◆ What the task asks ◆
Report each line of the rows below that contains the string "positive", copying the line in full.

———

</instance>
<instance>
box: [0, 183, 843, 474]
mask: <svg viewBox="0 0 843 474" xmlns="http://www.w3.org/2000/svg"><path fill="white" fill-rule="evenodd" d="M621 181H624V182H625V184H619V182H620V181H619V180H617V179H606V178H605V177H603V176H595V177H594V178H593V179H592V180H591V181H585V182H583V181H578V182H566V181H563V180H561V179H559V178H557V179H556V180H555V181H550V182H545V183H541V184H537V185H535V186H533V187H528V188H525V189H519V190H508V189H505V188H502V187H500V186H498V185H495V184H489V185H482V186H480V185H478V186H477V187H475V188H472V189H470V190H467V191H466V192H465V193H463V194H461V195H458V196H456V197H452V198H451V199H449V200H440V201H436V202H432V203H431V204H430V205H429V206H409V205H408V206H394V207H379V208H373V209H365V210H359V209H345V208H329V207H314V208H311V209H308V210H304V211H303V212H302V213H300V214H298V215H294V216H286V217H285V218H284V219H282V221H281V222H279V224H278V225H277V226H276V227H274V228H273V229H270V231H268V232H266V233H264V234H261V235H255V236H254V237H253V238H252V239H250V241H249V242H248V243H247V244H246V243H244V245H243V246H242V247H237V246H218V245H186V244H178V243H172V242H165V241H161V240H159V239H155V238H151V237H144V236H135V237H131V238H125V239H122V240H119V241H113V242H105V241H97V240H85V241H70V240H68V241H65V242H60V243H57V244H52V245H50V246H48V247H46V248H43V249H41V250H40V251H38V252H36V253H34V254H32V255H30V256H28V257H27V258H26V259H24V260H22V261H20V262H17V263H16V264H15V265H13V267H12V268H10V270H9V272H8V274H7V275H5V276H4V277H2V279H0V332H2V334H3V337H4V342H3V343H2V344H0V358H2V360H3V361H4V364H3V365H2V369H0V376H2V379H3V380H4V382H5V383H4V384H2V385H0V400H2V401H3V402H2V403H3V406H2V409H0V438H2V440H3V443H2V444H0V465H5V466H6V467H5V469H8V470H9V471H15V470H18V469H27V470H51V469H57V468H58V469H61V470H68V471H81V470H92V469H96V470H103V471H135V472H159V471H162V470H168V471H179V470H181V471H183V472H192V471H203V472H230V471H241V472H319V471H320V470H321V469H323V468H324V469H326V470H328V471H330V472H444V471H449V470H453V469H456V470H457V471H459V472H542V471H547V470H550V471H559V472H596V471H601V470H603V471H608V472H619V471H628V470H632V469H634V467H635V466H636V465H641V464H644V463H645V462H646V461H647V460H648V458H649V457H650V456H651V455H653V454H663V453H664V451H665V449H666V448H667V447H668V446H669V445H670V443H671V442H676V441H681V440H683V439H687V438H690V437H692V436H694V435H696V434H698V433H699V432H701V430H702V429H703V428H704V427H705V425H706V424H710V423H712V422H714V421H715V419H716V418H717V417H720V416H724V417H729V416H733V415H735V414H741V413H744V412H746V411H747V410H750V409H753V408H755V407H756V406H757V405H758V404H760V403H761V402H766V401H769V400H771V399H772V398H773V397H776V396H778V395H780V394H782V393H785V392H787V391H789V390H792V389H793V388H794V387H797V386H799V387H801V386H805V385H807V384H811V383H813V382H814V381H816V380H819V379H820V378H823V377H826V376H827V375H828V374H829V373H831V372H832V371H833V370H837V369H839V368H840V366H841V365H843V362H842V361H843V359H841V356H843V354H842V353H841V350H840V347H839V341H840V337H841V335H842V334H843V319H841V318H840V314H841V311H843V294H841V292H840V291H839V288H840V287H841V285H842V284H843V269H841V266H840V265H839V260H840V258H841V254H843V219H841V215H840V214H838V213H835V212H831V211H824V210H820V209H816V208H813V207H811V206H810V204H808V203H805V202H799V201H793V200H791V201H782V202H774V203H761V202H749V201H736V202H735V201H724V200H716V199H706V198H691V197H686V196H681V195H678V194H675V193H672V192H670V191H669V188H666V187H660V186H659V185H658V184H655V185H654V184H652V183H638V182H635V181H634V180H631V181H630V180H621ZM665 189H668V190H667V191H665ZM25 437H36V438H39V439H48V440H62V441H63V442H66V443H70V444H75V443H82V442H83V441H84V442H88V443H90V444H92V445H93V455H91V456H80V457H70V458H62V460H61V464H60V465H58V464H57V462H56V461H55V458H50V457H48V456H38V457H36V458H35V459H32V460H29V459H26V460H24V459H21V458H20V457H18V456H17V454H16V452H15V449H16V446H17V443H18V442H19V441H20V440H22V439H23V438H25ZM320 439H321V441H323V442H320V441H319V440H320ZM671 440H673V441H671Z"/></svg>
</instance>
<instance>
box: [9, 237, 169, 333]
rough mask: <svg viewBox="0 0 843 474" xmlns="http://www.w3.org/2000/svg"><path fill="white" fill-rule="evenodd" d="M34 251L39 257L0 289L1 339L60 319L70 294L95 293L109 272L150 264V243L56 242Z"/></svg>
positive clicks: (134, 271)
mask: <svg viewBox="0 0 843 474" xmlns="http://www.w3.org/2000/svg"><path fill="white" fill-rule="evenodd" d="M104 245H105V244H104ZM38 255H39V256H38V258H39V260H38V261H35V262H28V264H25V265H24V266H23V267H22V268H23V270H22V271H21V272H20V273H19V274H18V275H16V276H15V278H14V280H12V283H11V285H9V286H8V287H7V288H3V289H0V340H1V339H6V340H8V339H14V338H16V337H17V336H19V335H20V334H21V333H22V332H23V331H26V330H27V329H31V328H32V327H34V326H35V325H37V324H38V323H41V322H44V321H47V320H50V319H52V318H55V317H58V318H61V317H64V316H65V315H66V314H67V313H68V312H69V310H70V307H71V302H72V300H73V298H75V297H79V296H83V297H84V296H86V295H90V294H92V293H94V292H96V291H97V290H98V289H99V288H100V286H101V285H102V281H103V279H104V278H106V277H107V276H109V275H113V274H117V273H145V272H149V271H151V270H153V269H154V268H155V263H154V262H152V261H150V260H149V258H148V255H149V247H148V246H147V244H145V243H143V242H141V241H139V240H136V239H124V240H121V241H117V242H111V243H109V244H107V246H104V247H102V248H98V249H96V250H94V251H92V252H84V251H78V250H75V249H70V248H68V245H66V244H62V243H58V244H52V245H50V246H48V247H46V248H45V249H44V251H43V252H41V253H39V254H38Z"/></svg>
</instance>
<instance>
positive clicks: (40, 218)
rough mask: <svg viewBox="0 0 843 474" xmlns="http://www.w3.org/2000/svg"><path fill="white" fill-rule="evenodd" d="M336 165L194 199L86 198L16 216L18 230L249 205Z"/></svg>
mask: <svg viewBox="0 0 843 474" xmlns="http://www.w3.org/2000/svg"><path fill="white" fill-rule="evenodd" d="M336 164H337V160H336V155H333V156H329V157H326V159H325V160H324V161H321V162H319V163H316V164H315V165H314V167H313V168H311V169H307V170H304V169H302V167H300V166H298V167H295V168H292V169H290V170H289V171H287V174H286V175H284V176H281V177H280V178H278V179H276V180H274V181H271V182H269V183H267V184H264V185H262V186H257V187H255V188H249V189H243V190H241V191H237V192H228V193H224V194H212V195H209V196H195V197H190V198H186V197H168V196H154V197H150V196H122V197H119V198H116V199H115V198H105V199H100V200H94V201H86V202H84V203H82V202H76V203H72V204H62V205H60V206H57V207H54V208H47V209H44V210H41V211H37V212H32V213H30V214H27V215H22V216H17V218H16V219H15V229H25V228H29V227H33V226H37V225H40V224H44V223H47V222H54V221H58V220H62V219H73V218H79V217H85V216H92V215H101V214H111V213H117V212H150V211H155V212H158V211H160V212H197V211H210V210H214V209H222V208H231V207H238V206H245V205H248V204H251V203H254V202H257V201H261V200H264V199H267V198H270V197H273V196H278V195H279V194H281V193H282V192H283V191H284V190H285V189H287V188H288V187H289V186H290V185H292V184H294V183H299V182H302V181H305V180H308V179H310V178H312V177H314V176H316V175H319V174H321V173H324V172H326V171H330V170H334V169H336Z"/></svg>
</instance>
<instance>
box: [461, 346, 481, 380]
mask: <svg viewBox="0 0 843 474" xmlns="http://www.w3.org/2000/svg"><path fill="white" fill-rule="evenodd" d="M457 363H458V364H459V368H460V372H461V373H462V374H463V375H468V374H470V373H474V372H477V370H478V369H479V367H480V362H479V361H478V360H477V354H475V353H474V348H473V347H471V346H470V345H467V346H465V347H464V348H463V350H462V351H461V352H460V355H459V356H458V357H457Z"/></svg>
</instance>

———

◆ Reply to the task ◆
positive clicks: (134, 271)
positive clicks: (40, 218)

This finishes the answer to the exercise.